TASK: Update the entries from the line holding "TARGET = sign post" through the end of the entries, inclusive, by replacing "tall tree" with "large tree" and leaving everything else unchanged. Give back only those lines, and leave the pictures out of your answer.

--- begin EXTRACTED DATA ---

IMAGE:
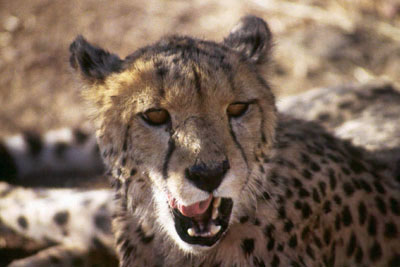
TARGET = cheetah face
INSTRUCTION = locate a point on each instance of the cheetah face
(188, 118)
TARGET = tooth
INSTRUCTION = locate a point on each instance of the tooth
(217, 202)
(191, 232)
(214, 229)
(214, 213)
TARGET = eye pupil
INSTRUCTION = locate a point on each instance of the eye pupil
(156, 117)
(237, 109)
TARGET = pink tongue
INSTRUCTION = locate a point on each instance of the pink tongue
(195, 209)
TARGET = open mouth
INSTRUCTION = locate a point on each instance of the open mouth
(202, 223)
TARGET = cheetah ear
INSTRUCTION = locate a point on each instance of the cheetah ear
(94, 63)
(252, 38)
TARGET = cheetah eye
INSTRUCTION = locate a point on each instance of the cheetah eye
(156, 116)
(236, 110)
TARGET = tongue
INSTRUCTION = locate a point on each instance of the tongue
(195, 209)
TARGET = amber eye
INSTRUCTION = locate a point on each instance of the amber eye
(237, 109)
(156, 116)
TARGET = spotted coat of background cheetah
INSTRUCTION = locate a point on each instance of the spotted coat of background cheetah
(290, 193)
(207, 173)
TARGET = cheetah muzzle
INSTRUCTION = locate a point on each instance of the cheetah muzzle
(202, 223)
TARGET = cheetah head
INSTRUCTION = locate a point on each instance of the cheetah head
(184, 120)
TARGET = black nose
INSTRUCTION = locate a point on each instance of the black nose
(205, 177)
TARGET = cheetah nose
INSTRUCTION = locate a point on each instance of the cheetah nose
(207, 178)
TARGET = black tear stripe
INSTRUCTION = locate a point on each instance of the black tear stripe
(238, 145)
(125, 144)
(171, 148)
(161, 71)
(197, 81)
(263, 138)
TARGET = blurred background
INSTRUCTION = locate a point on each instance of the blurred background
(317, 43)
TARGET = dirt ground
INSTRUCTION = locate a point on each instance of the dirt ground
(317, 43)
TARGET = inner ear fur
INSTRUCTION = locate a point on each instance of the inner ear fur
(252, 38)
(93, 62)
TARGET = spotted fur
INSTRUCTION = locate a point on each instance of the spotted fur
(55, 153)
(299, 195)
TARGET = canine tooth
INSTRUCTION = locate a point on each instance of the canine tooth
(214, 229)
(214, 213)
(191, 232)
(217, 202)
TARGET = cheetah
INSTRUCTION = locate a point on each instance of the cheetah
(206, 172)
(366, 114)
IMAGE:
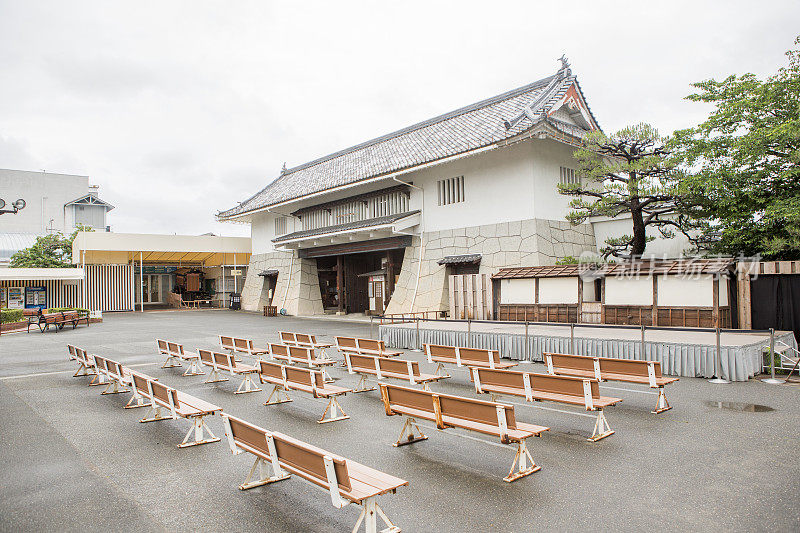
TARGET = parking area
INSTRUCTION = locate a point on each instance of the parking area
(75, 460)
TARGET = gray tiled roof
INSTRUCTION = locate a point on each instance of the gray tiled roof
(475, 126)
(368, 223)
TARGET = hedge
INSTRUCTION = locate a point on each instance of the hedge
(10, 315)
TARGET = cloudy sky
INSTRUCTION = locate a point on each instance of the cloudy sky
(180, 109)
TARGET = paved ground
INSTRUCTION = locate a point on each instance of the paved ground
(74, 460)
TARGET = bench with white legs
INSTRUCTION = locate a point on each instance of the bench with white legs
(295, 355)
(305, 340)
(177, 405)
(286, 378)
(611, 369)
(364, 347)
(236, 345)
(175, 354)
(545, 387)
(448, 411)
(386, 367)
(463, 357)
(278, 456)
(225, 362)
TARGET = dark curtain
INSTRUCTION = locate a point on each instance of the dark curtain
(776, 302)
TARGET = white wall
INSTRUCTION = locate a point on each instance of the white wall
(517, 291)
(694, 291)
(558, 290)
(629, 290)
(45, 195)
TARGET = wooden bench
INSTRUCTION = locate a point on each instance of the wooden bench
(239, 345)
(364, 347)
(277, 456)
(227, 363)
(386, 367)
(462, 356)
(85, 364)
(175, 354)
(286, 378)
(447, 411)
(305, 340)
(178, 405)
(545, 387)
(58, 320)
(610, 369)
(303, 356)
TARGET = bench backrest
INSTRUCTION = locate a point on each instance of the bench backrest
(296, 456)
(349, 343)
(441, 352)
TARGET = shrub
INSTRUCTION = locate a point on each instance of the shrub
(10, 315)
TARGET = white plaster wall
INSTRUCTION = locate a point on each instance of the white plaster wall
(558, 290)
(661, 248)
(517, 291)
(45, 195)
(629, 290)
(686, 291)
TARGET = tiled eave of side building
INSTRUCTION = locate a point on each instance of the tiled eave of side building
(504, 119)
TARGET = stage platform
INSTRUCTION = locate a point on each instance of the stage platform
(682, 352)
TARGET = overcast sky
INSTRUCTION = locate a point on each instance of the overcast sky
(180, 109)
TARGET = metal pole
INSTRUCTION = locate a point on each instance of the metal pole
(718, 365)
(572, 338)
(641, 349)
(417, 349)
(772, 380)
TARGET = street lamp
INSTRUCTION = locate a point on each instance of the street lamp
(16, 206)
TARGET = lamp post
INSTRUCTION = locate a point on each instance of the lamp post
(15, 207)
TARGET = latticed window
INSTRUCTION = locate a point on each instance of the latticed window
(450, 190)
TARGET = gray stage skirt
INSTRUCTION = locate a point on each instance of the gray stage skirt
(739, 363)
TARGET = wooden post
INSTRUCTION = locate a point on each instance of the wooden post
(654, 319)
(340, 283)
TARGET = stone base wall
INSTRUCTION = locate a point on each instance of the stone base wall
(532, 242)
(300, 290)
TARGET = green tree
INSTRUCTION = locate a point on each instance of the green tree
(743, 163)
(629, 173)
(49, 251)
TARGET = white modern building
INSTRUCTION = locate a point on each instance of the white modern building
(378, 227)
(54, 203)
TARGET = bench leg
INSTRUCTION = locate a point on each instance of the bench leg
(154, 414)
(408, 435)
(277, 392)
(601, 427)
(170, 362)
(440, 371)
(214, 376)
(263, 477)
(194, 368)
(138, 399)
(361, 386)
(198, 425)
(113, 388)
(247, 385)
(663, 404)
(370, 511)
(331, 408)
(522, 457)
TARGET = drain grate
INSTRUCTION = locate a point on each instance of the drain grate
(741, 406)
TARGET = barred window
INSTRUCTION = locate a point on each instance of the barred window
(568, 176)
(450, 191)
(280, 225)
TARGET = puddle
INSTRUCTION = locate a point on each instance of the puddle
(740, 406)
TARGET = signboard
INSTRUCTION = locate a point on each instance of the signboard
(35, 297)
(16, 300)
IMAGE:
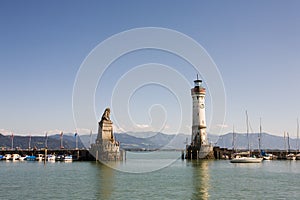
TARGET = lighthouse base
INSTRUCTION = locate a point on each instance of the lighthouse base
(202, 152)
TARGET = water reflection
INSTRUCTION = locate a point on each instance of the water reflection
(105, 181)
(201, 180)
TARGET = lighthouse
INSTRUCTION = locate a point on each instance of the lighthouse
(199, 147)
(199, 136)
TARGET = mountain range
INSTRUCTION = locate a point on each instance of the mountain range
(152, 140)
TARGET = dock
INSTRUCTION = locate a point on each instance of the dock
(77, 154)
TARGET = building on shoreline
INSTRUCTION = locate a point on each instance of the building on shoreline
(199, 147)
(106, 147)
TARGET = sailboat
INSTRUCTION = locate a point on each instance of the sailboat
(297, 153)
(245, 157)
(266, 156)
(289, 156)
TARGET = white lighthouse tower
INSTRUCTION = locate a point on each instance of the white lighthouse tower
(199, 148)
(199, 123)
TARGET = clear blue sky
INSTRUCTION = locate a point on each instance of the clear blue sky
(255, 45)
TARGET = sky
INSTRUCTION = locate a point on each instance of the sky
(44, 46)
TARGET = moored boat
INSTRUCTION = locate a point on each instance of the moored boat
(40, 157)
(244, 157)
(290, 156)
(30, 158)
(51, 158)
(68, 158)
(7, 157)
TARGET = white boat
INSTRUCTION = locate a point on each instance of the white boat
(246, 160)
(245, 157)
(6, 157)
(14, 157)
(22, 158)
(51, 158)
(68, 158)
(269, 156)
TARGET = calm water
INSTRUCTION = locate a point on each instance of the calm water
(179, 180)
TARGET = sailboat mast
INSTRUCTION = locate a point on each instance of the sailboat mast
(233, 139)
(247, 122)
(289, 148)
(297, 135)
(259, 136)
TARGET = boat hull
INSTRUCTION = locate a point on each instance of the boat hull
(246, 160)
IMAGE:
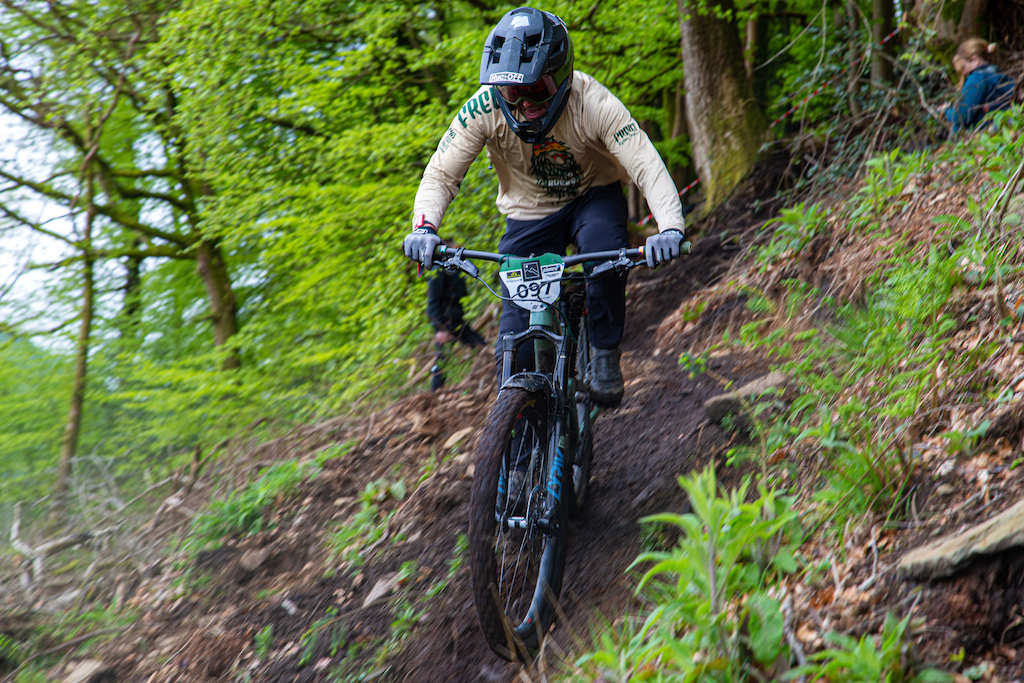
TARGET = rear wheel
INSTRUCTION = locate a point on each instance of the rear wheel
(516, 556)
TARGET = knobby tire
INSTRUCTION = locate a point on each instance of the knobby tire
(516, 573)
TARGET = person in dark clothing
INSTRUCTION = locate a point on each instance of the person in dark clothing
(444, 293)
(984, 87)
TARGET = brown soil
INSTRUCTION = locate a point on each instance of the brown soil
(202, 615)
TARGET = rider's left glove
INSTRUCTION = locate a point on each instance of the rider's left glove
(420, 245)
(663, 247)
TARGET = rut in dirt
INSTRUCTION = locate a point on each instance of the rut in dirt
(659, 432)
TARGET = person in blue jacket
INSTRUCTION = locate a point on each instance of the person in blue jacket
(984, 87)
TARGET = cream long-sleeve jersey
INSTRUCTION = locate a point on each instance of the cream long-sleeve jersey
(594, 142)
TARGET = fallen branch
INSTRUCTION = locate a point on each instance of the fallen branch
(62, 646)
(35, 556)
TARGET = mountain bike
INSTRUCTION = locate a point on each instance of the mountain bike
(534, 458)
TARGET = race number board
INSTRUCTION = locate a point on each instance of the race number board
(532, 283)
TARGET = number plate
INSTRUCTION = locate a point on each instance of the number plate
(534, 283)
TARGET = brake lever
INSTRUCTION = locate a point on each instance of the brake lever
(622, 262)
(457, 262)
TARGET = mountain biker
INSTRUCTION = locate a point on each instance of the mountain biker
(561, 145)
(983, 87)
(444, 294)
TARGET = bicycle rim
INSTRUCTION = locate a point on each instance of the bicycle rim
(516, 571)
(583, 452)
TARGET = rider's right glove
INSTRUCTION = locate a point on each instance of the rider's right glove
(420, 244)
(663, 247)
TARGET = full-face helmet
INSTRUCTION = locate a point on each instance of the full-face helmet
(528, 60)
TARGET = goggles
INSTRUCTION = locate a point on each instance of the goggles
(538, 93)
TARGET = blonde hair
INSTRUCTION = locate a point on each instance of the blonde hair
(975, 47)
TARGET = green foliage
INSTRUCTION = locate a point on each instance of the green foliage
(870, 658)
(716, 616)
(263, 641)
(368, 525)
(693, 365)
(794, 229)
(245, 511)
(33, 406)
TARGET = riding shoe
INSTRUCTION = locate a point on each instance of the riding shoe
(606, 381)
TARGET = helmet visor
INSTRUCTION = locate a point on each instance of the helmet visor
(538, 92)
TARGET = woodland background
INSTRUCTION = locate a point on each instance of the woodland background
(201, 213)
(201, 202)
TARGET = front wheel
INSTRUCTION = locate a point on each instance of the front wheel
(583, 452)
(516, 535)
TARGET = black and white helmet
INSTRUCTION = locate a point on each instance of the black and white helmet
(528, 55)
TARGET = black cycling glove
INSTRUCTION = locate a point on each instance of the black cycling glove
(663, 247)
(420, 245)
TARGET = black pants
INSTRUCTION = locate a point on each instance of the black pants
(594, 221)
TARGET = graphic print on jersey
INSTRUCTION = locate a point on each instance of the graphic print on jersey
(556, 170)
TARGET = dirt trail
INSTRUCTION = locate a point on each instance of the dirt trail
(201, 622)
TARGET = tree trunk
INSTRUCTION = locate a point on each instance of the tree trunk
(853, 54)
(725, 123)
(132, 305)
(949, 24)
(883, 17)
(69, 444)
(223, 309)
(751, 48)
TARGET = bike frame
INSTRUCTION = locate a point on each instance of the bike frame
(549, 337)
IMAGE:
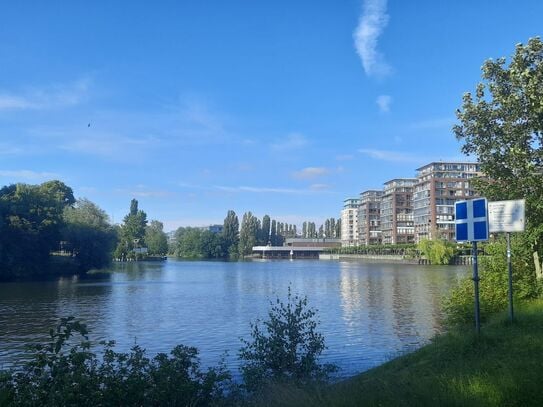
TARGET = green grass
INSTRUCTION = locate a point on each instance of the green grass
(501, 367)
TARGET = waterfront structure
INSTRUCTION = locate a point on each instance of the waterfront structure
(349, 222)
(439, 186)
(397, 211)
(369, 221)
(312, 242)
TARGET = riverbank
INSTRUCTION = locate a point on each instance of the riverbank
(502, 367)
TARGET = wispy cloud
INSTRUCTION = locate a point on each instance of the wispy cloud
(372, 23)
(384, 102)
(393, 156)
(28, 175)
(344, 157)
(50, 97)
(291, 142)
(141, 191)
(310, 172)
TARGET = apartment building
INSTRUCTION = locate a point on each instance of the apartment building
(349, 222)
(369, 217)
(397, 211)
(439, 186)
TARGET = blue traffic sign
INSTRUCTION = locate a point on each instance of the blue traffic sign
(471, 220)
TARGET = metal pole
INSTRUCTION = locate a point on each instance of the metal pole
(476, 288)
(510, 270)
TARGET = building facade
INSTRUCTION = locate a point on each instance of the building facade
(397, 211)
(439, 186)
(349, 222)
(369, 217)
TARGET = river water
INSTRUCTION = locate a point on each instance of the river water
(369, 312)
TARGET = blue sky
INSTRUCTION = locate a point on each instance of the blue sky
(279, 107)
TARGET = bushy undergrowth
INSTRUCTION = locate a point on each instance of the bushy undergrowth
(493, 284)
(285, 347)
(57, 376)
(67, 371)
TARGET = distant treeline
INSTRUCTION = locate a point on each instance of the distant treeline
(237, 240)
(45, 231)
(39, 220)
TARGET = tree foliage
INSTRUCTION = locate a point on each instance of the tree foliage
(502, 125)
(285, 347)
(155, 238)
(231, 233)
(31, 219)
(493, 284)
(88, 235)
(132, 234)
(59, 375)
(195, 243)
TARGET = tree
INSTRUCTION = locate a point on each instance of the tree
(285, 347)
(132, 232)
(88, 235)
(155, 238)
(31, 221)
(503, 127)
(248, 235)
(231, 233)
(265, 231)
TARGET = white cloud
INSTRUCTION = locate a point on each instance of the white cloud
(28, 175)
(344, 157)
(372, 22)
(310, 172)
(394, 156)
(291, 142)
(51, 97)
(384, 102)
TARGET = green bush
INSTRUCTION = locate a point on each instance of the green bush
(437, 251)
(285, 347)
(59, 377)
(493, 284)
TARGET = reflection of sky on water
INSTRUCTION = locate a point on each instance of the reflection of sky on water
(368, 311)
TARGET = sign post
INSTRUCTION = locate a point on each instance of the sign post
(507, 216)
(471, 225)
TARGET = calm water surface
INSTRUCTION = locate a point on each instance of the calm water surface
(369, 312)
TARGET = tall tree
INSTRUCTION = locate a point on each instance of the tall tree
(88, 234)
(132, 232)
(266, 230)
(31, 219)
(248, 235)
(503, 127)
(231, 233)
(155, 238)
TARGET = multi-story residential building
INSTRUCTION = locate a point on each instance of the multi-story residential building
(397, 211)
(349, 222)
(369, 222)
(439, 186)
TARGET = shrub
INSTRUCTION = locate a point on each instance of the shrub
(57, 377)
(493, 284)
(285, 347)
(437, 251)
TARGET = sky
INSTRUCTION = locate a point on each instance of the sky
(277, 107)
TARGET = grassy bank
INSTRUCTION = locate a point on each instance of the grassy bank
(502, 367)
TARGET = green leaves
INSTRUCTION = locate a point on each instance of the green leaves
(285, 347)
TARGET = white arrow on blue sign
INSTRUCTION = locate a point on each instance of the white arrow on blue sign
(471, 220)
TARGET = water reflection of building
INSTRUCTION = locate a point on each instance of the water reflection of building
(397, 304)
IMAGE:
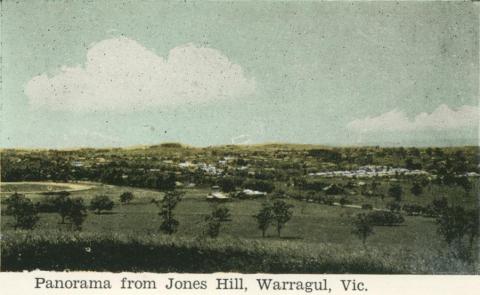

--- end EXTRACTED DATA ---

WRITTEN RESPONSE:
TARGET = sign post
INSTRUCTION = locate a point on each instance of the sign post
(507, 216)
(471, 225)
TARGET = calm water surface
INSTRUCTION = locate a point on each instance of the calm water surface
(369, 312)
TARGET = large tree
INSTRUCTION = locate a point on each instance of the large tree
(88, 234)
(132, 232)
(266, 230)
(31, 219)
(248, 235)
(503, 127)
(231, 233)
(155, 238)
TARGET = multi-story residential building
INSTRUCTION = locate a point on each instance of the multi-story residential building
(397, 211)
(349, 222)
(369, 222)
(439, 186)
TARGET = shrub
INSTRUCTION = locate a point on each instance of the shrub
(57, 377)
(493, 284)
(285, 347)
(437, 251)
TARGET = sky
INSTRUCTION = locate a point on each instance of the sky
(277, 107)
TARGET = grassy bank
INSTRUCTION = locate a point on each instance of the grassy bank
(502, 367)
TARGET = green leaves
INSTRUCTION = locate a point on each instance of the green leaves
(285, 347)
TARGET = white arrow on blue sign
INSTRUCTION = locate a point on each instance of the white arrow on blue sign
(471, 220)
TARGET = water reflection of building
INSTRUCTION = locate a point on each instance of the water reflection of building
(397, 304)
IMAGE:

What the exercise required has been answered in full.